--- Document segment ---
The U.S. Air Force is executing military-related construction projects across Europe as part of the European Deterrence Initiative.

CAMPIA TURZII, Romania — The U.S. Air Force has plans in motion to spend almost $40 million on new construction and base improvements at Romania’s 71st Air Base in Campia Turzii to make it more hospitable for visiting U.S. combat squadrons.

The service will be able to launch a greater number of jets, repair more of them poor weather conditions, and have the ability to safely store additional fuel and weapons as a result of the improvements — all things that are critical as the U.S. and Romanian air forces train together on base, but even more important in a potential future war where the U.S. Air Force deploys to Romania to launch sorties and help protect one of its NATO allies.

In short, it amounts to improved readiness, said Gen. Tod Wolters, commander of U.S. Air Forces Europe.

“We want to make sure that our soldiers, sailors, airmen and Marines are in a position to where they can be quicker and faster and sharper and stronger than their predecessors,” he told Defense News in a July interview.

The Defense Department doesn’t maintain a permanent base at Campia Turzii, but in recent years, the Air Force has temporarily stationed F-15 and A-10 aircraft at the location to increase training and cooperation with the Romanians. Most recently, 12 F-15C/D Eagles and almost 300 airmen from the 131st Expeditionary Fighter Squadron were based there this summer.

The $40 million construction bill includes items from fiscal years 2015 to 2019 and would be paid with Defense Department funds specially designated to deter Russian aggression, formerly known as the European Reassurance Initiative and now called the European Deterrence Initiative.
--- Extracted information ---
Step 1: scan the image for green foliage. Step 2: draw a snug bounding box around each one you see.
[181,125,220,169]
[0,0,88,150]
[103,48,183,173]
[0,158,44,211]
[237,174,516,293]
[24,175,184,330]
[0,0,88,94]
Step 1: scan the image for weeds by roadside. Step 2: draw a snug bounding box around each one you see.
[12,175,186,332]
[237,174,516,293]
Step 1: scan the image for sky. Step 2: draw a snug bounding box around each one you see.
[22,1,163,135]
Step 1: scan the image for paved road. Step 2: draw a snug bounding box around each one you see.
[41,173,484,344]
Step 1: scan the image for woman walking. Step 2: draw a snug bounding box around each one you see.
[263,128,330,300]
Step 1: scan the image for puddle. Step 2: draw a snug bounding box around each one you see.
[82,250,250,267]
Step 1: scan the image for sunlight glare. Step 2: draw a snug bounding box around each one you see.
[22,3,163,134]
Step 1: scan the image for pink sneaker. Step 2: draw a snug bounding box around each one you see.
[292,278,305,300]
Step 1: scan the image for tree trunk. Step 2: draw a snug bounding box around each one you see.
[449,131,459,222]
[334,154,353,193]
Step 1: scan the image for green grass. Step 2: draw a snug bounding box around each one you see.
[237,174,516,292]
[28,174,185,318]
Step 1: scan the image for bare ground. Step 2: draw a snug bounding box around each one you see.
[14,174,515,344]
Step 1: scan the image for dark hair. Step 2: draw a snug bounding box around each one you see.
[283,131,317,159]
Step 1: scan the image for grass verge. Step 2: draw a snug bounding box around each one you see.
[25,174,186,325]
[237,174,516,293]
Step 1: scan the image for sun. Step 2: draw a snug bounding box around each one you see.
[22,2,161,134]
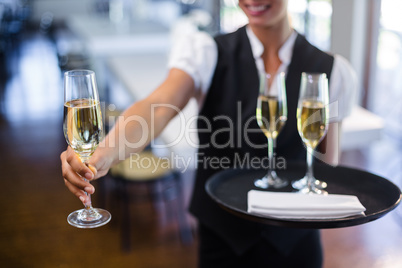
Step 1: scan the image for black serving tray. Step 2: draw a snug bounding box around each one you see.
[205,163,401,229]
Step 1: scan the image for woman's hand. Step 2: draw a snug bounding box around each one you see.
[60,146,111,205]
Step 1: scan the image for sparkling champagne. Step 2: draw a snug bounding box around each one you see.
[63,99,102,158]
[256,95,287,139]
[297,100,328,149]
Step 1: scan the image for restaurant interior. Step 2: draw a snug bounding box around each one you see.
[0,0,402,268]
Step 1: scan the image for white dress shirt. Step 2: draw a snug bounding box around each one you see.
[168,27,357,122]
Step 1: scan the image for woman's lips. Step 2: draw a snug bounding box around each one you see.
[246,5,271,16]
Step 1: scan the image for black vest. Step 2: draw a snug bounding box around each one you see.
[190,27,334,254]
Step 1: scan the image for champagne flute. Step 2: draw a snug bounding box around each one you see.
[292,73,329,194]
[63,70,111,228]
[254,73,288,189]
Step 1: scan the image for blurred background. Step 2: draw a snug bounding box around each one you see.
[0,0,402,268]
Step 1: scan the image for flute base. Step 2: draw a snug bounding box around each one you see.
[254,172,289,189]
[292,177,328,190]
[67,208,112,229]
[298,187,328,195]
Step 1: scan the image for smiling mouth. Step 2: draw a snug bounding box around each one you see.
[246,5,271,13]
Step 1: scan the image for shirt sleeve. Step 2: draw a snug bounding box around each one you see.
[329,55,358,122]
[168,32,218,94]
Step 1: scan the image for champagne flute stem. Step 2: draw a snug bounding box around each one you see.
[267,138,274,177]
[306,146,314,190]
[84,179,92,209]
[78,155,93,210]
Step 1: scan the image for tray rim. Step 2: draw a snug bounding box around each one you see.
[205,163,402,229]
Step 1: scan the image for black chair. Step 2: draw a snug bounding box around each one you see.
[109,150,193,251]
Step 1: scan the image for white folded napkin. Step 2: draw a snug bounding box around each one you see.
[247,190,366,219]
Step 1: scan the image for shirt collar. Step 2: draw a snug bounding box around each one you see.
[246,27,297,65]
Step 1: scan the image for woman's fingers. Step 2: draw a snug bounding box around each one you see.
[60,150,95,197]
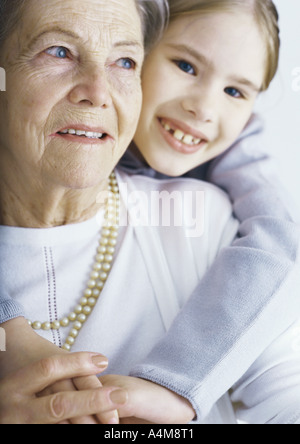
---
The exercise -> How does this sentence from the air base article read in Spanish: "The U.S. Air Force is executing military-related construction projects across Europe as part of the European Deterrence Initiative."? Rely only on the air base article.

Completed exercise -> La Fuerza Aérea de los Estados Unidos está ejecutando proyectos de construcción de carácter militar en toda Europa como parte de la Iniciativa Europea de Disuasión.